─── RECORDS FOR PROCESSING
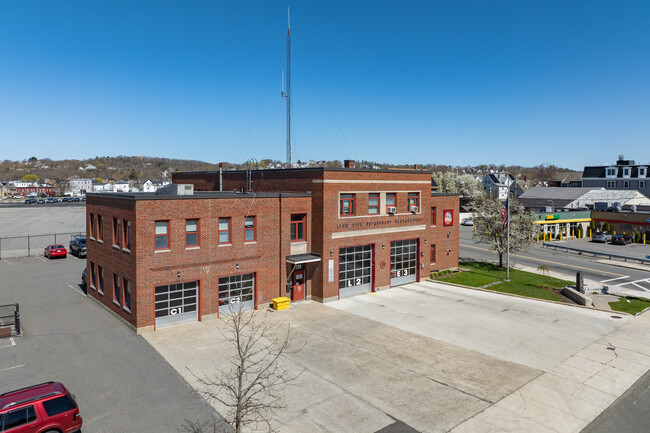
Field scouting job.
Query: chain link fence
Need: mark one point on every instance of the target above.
(33, 245)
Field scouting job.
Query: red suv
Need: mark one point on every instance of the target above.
(47, 407)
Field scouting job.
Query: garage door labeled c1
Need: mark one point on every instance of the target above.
(403, 262)
(355, 270)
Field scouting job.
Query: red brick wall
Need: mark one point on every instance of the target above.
(265, 256)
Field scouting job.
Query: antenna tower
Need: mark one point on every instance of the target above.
(287, 94)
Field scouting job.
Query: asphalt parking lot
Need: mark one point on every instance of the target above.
(122, 384)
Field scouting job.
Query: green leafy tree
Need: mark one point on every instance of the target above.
(490, 228)
(30, 178)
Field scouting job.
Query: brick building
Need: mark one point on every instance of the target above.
(312, 233)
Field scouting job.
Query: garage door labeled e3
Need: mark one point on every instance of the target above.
(403, 262)
(176, 303)
(355, 270)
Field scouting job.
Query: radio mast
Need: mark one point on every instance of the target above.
(287, 94)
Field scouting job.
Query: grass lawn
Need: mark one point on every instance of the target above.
(521, 283)
(634, 306)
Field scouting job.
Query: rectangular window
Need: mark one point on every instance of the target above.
(347, 205)
(127, 294)
(249, 229)
(373, 204)
(298, 227)
(91, 225)
(100, 228)
(224, 230)
(117, 232)
(100, 279)
(117, 290)
(191, 233)
(93, 276)
(162, 236)
(127, 235)
(414, 200)
(391, 200)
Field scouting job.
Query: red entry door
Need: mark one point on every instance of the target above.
(298, 292)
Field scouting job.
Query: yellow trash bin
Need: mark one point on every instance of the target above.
(281, 303)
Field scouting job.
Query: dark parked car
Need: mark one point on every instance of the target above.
(78, 246)
(601, 237)
(621, 239)
(47, 407)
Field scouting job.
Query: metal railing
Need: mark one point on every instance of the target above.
(33, 245)
(9, 320)
(596, 253)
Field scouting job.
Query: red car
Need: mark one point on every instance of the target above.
(47, 407)
(54, 251)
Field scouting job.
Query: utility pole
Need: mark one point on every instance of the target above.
(287, 94)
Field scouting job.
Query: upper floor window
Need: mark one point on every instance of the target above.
(127, 235)
(298, 227)
(91, 225)
(100, 228)
(391, 202)
(373, 204)
(347, 204)
(191, 233)
(162, 235)
(414, 200)
(249, 229)
(224, 230)
(117, 290)
(117, 232)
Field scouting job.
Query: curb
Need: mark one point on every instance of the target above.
(526, 297)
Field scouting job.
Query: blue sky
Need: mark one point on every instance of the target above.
(453, 82)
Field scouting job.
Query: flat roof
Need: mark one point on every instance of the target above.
(195, 195)
(316, 169)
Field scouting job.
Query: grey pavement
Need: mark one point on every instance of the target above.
(537, 334)
(122, 384)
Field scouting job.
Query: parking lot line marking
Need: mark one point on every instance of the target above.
(75, 289)
(13, 343)
(613, 279)
(555, 263)
(11, 368)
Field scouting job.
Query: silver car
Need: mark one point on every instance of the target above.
(601, 237)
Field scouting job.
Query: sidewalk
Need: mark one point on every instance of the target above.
(575, 392)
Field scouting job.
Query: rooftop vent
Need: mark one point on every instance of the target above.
(176, 189)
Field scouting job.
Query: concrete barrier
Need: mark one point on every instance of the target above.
(577, 297)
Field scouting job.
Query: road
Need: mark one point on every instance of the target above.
(594, 270)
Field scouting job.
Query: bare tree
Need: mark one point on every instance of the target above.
(251, 387)
(491, 230)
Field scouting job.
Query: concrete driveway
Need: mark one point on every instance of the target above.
(537, 334)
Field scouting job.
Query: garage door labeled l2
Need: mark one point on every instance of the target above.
(176, 303)
(355, 270)
(403, 262)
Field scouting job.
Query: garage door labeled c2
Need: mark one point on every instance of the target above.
(176, 303)
(403, 262)
(355, 270)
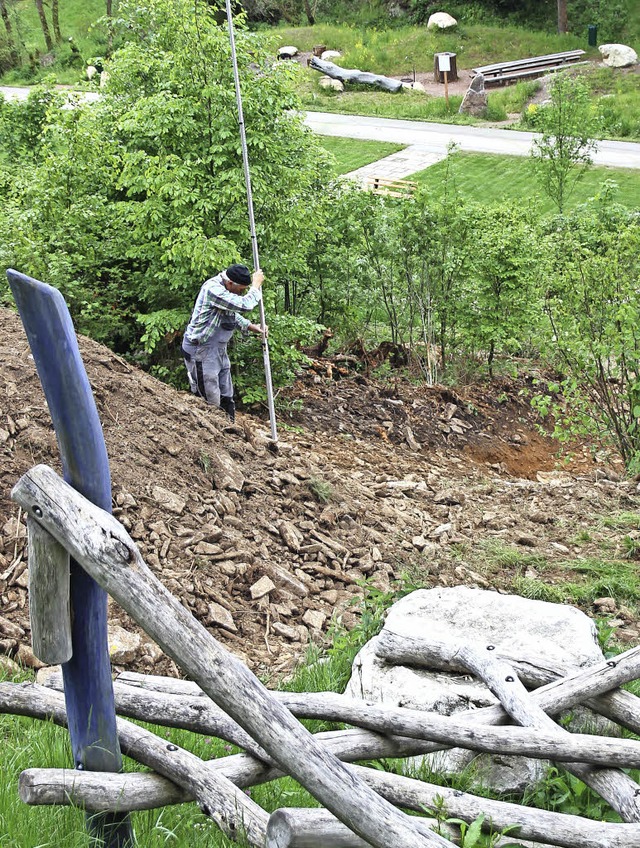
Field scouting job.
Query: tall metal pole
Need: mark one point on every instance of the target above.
(252, 223)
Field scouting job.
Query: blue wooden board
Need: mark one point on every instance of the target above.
(87, 676)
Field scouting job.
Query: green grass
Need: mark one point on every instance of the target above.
(351, 154)
(485, 178)
(397, 51)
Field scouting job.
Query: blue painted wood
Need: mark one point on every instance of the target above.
(87, 676)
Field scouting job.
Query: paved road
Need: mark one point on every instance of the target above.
(427, 141)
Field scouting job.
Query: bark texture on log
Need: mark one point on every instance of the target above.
(244, 771)
(348, 75)
(49, 596)
(107, 552)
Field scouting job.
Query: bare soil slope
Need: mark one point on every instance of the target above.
(370, 480)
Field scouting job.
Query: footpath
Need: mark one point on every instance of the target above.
(427, 143)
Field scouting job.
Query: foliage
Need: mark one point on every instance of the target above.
(562, 152)
(591, 302)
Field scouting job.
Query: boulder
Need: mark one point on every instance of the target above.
(618, 55)
(475, 100)
(561, 636)
(333, 85)
(441, 20)
(287, 52)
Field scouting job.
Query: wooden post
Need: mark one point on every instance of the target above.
(87, 674)
(48, 596)
(51, 786)
(107, 552)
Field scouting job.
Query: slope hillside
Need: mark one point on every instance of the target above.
(371, 481)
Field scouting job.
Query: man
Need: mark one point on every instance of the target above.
(216, 315)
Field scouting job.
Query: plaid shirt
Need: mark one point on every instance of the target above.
(215, 302)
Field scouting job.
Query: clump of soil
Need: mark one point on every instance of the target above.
(371, 480)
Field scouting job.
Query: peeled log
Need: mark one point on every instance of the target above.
(346, 75)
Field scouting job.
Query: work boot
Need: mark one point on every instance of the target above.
(229, 407)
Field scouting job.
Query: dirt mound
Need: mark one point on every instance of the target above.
(266, 548)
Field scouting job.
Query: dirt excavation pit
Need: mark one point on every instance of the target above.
(372, 481)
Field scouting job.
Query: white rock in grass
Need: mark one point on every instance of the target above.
(618, 55)
(288, 52)
(441, 20)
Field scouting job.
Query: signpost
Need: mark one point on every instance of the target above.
(444, 66)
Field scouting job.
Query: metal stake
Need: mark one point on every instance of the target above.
(252, 223)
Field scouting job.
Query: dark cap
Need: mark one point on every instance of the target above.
(239, 274)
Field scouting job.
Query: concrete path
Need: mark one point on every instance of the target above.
(427, 141)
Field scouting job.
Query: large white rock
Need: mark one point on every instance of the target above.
(288, 52)
(441, 20)
(561, 636)
(618, 55)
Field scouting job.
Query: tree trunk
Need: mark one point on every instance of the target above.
(56, 21)
(44, 24)
(562, 15)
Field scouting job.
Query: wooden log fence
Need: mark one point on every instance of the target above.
(230, 703)
(48, 786)
(108, 554)
(78, 552)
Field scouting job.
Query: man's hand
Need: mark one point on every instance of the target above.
(259, 330)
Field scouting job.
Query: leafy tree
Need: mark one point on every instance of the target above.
(501, 304)
(591, 273)
(562, 153)
(129, 204)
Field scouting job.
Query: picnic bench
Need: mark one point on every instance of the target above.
(503, 73)
(392, 188)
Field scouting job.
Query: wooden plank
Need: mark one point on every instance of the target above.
(616, 704)
(530, 73)
(191, 713)
(244, 771)
(233, 810)
(49, 596)
(318, 828)
(111, 557)
(616, 787)
(85, 465)
(550, 58)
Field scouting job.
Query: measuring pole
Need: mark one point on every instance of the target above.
(252, 223)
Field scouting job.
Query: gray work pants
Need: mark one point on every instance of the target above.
(208, 367)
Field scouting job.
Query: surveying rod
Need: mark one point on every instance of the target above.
(252, 223)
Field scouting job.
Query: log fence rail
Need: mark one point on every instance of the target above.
(228, 702)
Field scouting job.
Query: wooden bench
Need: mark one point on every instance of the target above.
(392, 188)
(505, 72)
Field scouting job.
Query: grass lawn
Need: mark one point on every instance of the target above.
(351, 153)
(485, 177)
(397, 51)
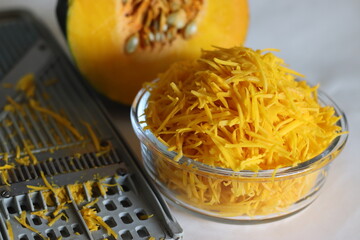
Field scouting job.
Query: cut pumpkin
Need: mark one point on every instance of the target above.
(119, 44)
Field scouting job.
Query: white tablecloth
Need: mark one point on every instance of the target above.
(321, 39)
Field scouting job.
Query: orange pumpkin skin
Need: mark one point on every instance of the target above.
(98, 33)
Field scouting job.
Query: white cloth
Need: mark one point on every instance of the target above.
(321, 39)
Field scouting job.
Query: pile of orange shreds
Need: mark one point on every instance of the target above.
(241, 109)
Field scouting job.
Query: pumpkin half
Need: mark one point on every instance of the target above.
(119, 44)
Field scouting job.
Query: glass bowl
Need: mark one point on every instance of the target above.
(223, 194)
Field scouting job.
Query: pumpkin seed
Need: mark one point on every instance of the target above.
(165, 28)
(175, 5)
(132, 43)
(159, 36)
(190, 29)
(177, 19)
(151, 37)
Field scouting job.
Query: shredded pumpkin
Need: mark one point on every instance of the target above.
(239, 109)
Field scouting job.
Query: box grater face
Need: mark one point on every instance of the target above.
(65, 150)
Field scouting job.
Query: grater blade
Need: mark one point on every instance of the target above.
(64, 157)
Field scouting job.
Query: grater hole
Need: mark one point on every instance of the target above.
(111, 222)
(111, 191)
(126, 235)
(38, 237)
(42, 47)
(125, 203)
(51, 235)
(110, 205)
(11, 210)
(36, 205)
(64, 218)
(64, 232)
(143, 232)
(142, 215)
(125, 188)
(36, 220)
(96, 207)
(23, 237)
(96, 191)
(126, 218)
(77, 229)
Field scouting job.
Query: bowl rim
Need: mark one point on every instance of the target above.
(306, 167)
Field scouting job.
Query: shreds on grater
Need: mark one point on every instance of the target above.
(65, 171)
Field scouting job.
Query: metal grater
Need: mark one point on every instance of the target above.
(26, 47)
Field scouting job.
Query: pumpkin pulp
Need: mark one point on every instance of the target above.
(119, 44)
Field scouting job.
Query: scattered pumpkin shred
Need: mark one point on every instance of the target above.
(239, 109)
(94, 221)
(22, 221)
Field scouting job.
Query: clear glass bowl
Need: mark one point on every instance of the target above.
(224, 194)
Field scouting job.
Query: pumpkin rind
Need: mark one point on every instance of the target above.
(100, 35)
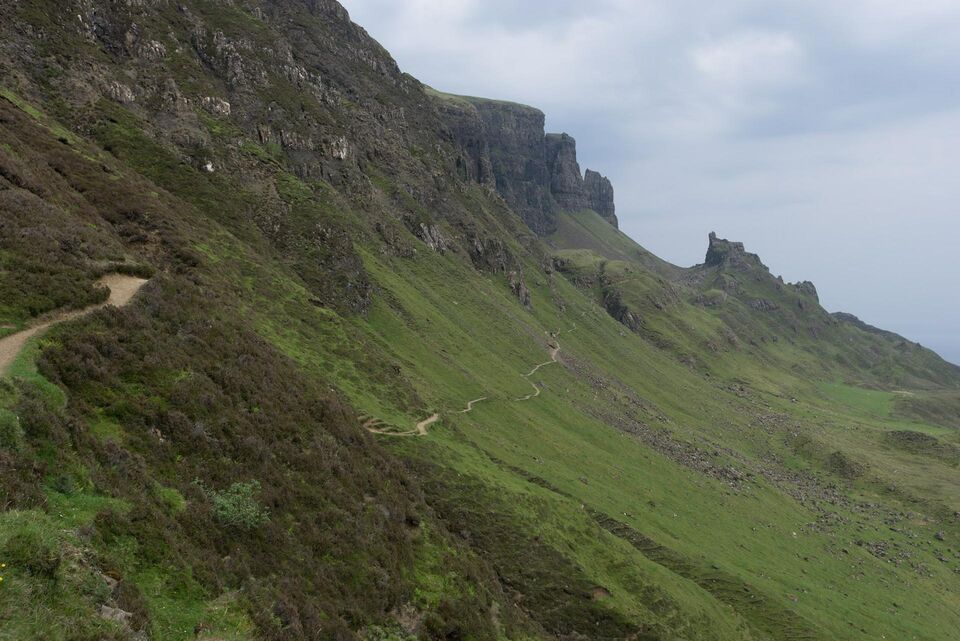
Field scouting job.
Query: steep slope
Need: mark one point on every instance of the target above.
(338, 255)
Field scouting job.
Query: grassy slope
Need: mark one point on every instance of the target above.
(641, 538)
(751, 533)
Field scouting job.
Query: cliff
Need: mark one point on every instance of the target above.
(504, 145)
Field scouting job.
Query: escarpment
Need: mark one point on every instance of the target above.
(505, 145)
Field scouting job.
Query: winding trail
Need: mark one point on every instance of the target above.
(122, 289)
(371, 424)
(470, 404)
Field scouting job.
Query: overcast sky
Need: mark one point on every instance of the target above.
(822, 133)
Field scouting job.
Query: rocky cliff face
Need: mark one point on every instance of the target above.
(723, 252)
(600, 196)
(504, 145)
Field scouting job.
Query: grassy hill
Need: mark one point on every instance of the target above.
(659, 453)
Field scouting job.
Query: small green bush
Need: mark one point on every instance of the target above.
(29, 551)
(237, 506)
(11, 435)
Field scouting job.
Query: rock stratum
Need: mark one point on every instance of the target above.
(339, 409)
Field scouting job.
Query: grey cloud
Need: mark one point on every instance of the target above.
(822, 134)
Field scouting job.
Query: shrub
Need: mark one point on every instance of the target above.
(11, 436)
(29, 551)
(237, 506)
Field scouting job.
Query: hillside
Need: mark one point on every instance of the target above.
(390, 371)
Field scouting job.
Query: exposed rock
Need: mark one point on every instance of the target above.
(566, 183)
(431, 235)
(722, 252)
(600, 196)
(807, 289)
(504, 145)
(764, 305)
(519, 287)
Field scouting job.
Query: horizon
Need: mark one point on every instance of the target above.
(788, 129)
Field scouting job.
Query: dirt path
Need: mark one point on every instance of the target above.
(122, 289)
(419, 430)
(370, 424)
(470, 404)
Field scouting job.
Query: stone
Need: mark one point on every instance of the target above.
(600, 199)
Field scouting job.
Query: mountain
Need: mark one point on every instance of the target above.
(296, 347)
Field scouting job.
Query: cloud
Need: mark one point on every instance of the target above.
(821, 133)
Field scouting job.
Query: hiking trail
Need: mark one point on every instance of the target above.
(420, 429)
(122, 289)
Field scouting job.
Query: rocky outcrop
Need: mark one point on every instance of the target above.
(726, 253)
(566, 183)
(600, 196)
(504, 145)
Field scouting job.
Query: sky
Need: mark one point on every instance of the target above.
(824, 135)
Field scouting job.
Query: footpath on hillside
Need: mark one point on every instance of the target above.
(373, 425)
(122, 290)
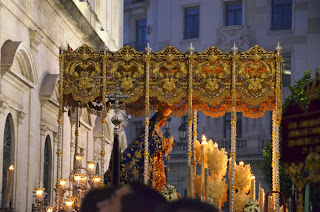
──────
• [INSTRUCTIONS TO FOLLOW]
List every line in the records that contains the word "rocky", matching its case exactly.

• [RESPONSE FOR THIS EXERCISE]
Query: rocky cliff face
Query: rocky outcrop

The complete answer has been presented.